# Task statement
Pick out every line in the items below that contains the word "dark", and copy each of those lines.

# Given entries
□ □ □ □
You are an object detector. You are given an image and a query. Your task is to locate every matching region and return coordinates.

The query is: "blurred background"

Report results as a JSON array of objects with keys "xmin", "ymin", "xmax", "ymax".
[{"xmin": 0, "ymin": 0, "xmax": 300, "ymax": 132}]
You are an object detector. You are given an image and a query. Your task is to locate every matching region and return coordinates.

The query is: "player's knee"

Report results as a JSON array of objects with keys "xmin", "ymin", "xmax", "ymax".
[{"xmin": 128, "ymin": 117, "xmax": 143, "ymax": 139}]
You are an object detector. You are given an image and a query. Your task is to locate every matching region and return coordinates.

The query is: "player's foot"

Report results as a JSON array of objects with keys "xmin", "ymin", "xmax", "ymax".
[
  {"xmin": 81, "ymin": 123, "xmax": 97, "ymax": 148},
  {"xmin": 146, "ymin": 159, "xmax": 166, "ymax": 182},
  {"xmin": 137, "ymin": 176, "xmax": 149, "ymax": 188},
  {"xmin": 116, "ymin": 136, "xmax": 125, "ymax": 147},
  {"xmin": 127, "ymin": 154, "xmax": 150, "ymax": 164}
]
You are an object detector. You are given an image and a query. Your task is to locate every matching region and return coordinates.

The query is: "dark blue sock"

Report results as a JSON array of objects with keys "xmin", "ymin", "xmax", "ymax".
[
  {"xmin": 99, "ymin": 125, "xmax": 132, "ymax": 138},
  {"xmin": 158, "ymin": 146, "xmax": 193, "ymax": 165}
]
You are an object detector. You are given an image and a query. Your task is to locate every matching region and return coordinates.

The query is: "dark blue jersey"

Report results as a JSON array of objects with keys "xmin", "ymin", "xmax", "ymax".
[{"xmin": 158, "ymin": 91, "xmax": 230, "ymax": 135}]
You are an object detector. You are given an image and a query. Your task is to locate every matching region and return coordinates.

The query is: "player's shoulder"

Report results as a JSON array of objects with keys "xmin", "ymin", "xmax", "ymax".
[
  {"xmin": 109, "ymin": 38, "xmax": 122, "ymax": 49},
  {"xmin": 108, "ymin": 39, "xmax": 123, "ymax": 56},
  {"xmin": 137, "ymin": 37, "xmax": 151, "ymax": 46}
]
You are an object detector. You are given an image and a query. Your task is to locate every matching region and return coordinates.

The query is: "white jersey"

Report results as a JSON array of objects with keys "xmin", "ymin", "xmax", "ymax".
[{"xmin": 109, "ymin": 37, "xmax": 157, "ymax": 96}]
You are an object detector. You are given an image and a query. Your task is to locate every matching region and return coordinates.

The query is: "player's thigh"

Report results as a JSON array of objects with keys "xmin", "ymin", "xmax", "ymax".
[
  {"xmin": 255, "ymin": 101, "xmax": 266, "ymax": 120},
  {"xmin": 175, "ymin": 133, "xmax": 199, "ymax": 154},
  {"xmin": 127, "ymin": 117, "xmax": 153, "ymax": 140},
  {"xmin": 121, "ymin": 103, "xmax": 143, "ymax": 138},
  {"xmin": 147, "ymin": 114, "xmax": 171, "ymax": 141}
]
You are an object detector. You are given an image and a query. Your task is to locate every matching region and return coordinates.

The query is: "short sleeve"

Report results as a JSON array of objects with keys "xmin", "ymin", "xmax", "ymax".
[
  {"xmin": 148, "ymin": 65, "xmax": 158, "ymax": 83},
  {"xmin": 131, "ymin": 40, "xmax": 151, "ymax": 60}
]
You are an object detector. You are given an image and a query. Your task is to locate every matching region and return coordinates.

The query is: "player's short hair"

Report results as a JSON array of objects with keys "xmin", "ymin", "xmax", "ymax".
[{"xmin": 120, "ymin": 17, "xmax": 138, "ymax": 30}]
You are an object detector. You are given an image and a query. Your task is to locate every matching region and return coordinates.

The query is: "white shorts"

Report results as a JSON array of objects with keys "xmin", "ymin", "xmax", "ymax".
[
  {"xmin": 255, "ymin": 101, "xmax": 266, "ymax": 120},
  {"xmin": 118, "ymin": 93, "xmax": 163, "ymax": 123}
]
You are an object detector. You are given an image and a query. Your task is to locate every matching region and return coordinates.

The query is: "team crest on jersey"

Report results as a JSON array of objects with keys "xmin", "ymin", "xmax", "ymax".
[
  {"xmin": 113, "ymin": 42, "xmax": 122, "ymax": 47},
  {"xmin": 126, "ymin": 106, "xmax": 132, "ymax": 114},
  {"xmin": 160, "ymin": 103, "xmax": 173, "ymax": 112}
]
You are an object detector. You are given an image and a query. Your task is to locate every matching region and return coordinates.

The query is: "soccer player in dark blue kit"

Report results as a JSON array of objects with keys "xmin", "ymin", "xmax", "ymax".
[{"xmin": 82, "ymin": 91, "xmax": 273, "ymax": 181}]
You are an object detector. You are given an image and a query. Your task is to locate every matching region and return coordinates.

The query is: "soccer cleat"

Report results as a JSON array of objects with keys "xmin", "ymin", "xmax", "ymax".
□ □ □ □
# Answer for this exercise
The query is: "dark blue sock"
The query is: "dark blue jersey"
The query is: "soccer player in dark blue kit"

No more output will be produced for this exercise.